'''

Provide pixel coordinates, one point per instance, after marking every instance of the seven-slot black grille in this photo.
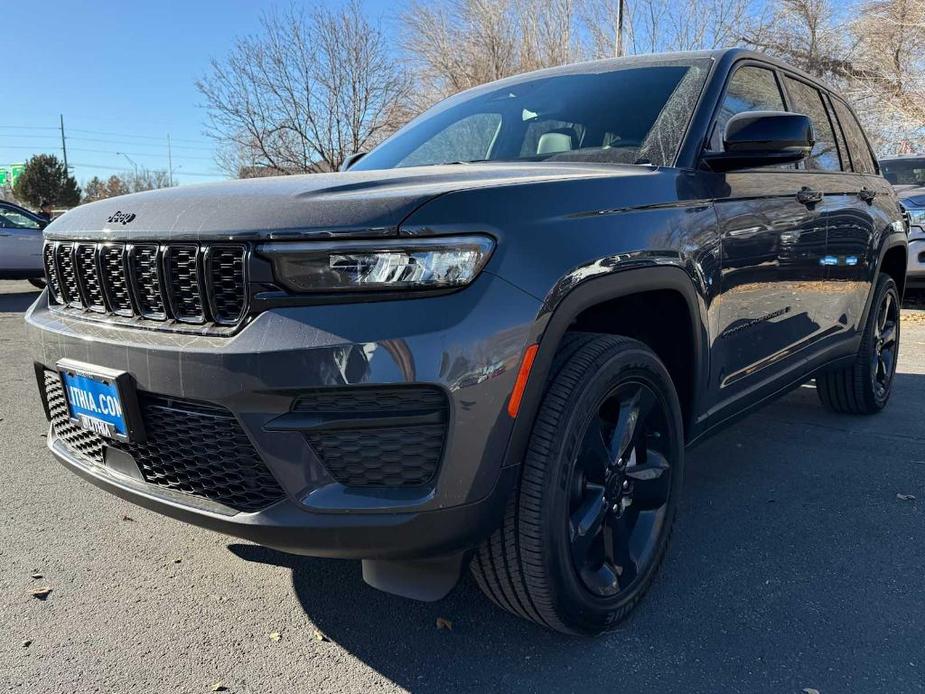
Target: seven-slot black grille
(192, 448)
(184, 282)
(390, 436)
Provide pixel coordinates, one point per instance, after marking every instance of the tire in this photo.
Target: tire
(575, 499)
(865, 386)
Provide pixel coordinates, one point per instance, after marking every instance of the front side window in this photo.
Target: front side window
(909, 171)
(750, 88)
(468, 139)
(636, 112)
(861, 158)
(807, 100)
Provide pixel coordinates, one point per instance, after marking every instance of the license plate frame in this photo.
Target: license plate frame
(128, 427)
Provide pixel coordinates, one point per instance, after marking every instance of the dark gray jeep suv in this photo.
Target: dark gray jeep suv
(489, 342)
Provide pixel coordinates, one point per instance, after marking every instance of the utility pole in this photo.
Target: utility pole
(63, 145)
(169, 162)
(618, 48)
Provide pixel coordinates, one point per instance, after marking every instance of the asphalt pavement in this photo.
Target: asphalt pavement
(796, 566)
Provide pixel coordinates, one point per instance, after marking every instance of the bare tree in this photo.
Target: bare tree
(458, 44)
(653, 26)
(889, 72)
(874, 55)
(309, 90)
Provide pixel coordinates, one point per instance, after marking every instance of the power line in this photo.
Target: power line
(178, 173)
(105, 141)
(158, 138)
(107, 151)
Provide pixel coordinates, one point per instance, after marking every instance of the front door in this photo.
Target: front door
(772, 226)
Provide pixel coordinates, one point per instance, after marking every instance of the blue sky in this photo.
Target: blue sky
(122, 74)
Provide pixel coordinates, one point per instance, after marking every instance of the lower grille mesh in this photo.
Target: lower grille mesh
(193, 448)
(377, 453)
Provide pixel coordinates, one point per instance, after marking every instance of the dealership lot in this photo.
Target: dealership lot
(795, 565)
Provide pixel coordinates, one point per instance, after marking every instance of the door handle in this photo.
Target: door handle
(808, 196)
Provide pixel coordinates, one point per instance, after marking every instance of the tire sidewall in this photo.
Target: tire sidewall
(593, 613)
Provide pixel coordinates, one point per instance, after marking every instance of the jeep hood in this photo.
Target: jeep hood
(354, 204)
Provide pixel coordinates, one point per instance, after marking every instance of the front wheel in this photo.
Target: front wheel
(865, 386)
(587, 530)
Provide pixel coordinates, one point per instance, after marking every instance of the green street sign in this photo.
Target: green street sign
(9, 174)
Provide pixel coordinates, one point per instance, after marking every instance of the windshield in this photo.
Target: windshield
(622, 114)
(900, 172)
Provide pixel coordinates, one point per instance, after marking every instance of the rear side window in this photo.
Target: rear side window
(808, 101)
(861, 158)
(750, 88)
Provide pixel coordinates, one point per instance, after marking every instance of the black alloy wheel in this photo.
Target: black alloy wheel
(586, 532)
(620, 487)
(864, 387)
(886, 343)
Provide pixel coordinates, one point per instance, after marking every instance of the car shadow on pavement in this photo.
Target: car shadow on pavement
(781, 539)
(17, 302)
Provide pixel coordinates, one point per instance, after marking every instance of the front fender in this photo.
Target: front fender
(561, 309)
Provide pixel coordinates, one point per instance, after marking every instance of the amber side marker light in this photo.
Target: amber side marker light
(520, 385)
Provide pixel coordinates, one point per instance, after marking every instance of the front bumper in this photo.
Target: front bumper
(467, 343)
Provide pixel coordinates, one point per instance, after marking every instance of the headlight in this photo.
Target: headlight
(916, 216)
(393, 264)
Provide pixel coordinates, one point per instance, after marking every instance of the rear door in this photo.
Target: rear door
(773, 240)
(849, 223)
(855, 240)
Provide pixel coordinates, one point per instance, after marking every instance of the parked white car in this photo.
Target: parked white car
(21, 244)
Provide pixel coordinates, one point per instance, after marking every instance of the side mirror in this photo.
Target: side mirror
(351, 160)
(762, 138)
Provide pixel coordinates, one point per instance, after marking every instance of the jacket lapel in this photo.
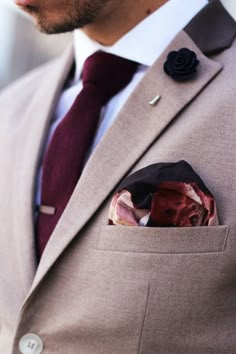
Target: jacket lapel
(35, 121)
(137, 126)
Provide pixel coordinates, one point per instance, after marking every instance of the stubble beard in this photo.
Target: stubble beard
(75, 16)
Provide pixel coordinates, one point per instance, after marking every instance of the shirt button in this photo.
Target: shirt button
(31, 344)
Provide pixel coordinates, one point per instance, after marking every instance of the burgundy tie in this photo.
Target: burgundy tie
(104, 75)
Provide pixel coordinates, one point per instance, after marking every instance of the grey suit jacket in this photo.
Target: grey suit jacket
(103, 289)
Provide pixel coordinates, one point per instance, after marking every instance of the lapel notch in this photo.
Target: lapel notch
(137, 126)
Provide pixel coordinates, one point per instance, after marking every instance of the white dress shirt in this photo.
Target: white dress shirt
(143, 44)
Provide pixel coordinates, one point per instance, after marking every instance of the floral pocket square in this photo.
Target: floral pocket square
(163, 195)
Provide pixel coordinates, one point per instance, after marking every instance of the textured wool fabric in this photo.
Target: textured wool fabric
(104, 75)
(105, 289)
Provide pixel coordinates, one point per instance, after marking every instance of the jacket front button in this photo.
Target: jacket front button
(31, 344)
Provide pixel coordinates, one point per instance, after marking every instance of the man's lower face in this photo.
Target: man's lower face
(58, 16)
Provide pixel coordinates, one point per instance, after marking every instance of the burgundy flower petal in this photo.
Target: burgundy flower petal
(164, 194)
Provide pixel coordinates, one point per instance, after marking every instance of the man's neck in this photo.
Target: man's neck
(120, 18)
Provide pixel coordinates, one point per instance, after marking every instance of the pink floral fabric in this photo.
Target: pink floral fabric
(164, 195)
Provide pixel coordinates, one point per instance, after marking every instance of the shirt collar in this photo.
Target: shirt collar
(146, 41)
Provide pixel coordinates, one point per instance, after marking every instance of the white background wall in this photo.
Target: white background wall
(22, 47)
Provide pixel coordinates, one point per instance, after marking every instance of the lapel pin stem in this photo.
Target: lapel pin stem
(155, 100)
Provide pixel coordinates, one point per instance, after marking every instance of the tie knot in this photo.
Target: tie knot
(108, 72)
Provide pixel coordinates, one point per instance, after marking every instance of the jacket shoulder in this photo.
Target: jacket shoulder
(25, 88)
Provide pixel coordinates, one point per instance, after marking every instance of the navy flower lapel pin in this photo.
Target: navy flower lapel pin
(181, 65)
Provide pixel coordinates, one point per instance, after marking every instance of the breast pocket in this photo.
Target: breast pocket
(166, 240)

'''
'''

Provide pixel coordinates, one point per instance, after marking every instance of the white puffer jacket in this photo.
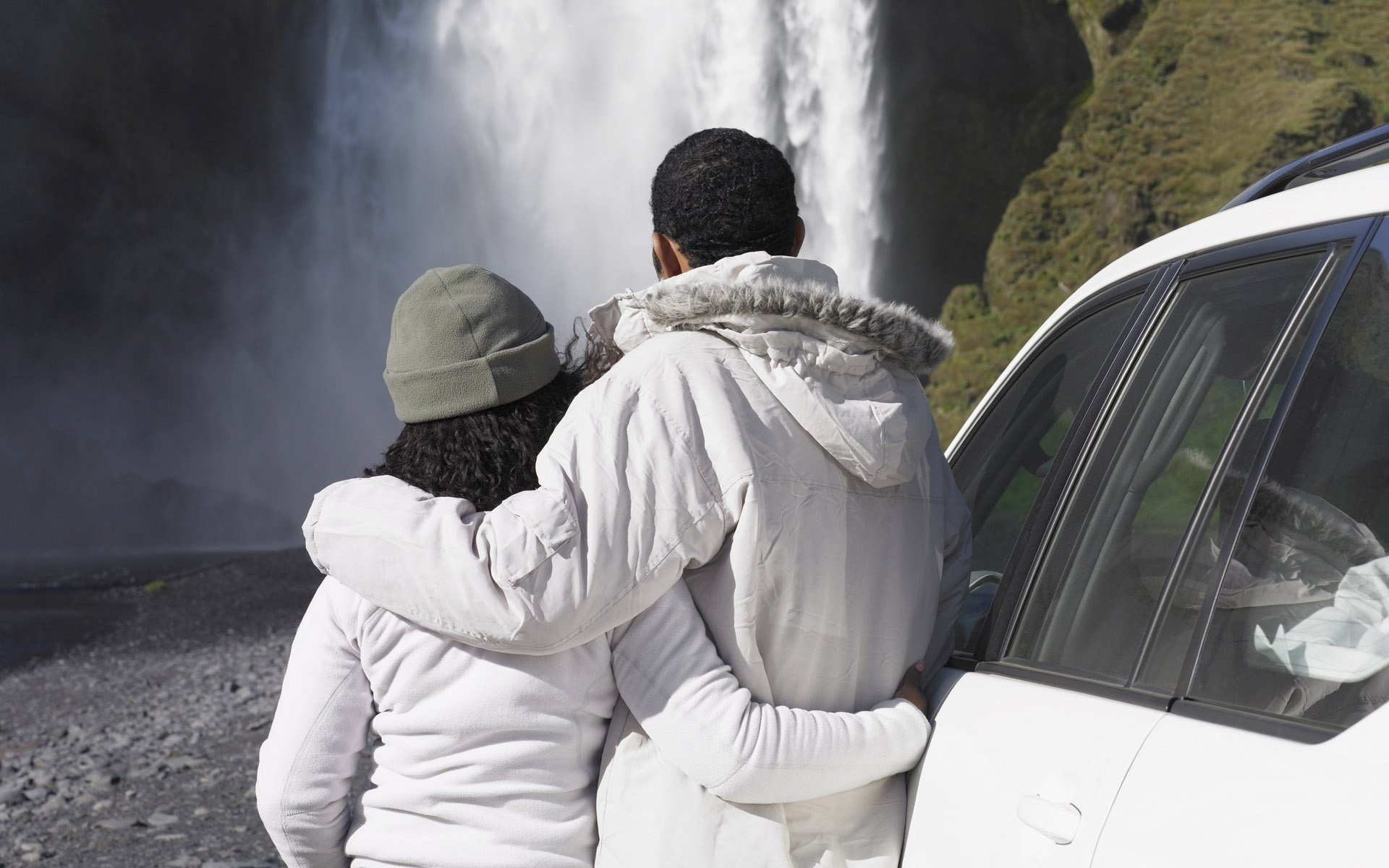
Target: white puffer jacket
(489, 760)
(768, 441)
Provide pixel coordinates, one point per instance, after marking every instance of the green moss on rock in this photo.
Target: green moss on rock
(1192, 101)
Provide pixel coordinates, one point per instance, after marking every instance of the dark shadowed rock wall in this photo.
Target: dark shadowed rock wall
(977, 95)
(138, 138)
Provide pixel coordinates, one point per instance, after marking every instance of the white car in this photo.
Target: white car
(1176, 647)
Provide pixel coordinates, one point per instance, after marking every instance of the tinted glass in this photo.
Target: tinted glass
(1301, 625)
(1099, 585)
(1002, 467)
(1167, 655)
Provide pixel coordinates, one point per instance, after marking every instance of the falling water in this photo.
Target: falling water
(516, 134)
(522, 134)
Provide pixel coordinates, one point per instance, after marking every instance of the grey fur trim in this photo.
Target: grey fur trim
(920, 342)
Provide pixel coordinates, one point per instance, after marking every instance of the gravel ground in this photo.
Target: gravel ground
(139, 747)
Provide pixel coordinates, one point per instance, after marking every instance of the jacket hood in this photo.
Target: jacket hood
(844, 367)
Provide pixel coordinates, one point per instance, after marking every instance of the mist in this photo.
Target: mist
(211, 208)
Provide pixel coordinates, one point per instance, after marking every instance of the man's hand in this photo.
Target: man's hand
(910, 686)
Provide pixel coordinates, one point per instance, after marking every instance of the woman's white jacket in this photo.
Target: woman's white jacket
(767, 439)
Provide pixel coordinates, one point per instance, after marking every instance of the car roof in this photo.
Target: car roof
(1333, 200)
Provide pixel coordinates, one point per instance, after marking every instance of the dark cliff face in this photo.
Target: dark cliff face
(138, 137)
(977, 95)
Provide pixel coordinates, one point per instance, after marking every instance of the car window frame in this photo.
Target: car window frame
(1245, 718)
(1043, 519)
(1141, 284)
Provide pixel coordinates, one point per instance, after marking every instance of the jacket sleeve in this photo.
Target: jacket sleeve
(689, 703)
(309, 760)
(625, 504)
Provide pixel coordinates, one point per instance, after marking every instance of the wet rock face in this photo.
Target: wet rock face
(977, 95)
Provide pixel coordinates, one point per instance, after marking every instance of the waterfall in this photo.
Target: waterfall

'''

• _Problem statement_: Of the lines above, copy only those from the one holding "Target: car shadow on pavement" to the one holding "suit jacket in this photo.", both included, and exclude every image.

• _Solved exercise_:
Target: car shadow on pavement
(781, 539)
(17, 302)
Provide pixel coordinates, one point per instance, after marking every instance of the front fender in this photo.
Target: front fender
(561, 309)
Provide pixel coordinates, one point per instance, after marking every instance of the amber side marker light in this photo.
Target: amber side marker light
(520, 385)
Provide pixel coordinates, one point per instance, after marking every instance of the front bumper in this photo.
Target: front bumper
(467, 343)
Provide pixel coordinates, one point per instance, after marking every instance of the headlight in this photo.
Target: headlight
(916, 216)
(393, 264)
Provide pixel coordinates, one point per instance, after marking every instance of the rear door in this photo.
Target: rear door
(773, 240)
(849, 223)
(855, 240)
Provide pixel coordinates, one point per instance, after marking every instance of the parked white car in this photo.
Target: parked white car
(21, 244)
Provide pixel coordinates, one point per instance, after marking every instance of the side mirror in this photo.
Target: side mirror
(351, 160)
(762, 138)
Provide pixel coordinates, one point per instance, after marking every instance of the jacket lapel in this photo.
Target: jacket lapel
(35, 121)
(137, 126)
Provide pixel coordinates, one point per instance, after marking every instance of the stubble beard in this photo.
Target: stubble beard
(75, 16)
Provide pixel coordinates, one point per instance, after marking every instance of the shirt button in this photo.
Target: shirt button
(31, 344)
Provide pixel coordinates, one point per instance, after marking every instance of the burgundy tie in this photo.
Target: burgundy tie
(104, 75)
Provide pixel coordinates, one point per instance, after marking every instance of the grey suit jacket in this photo.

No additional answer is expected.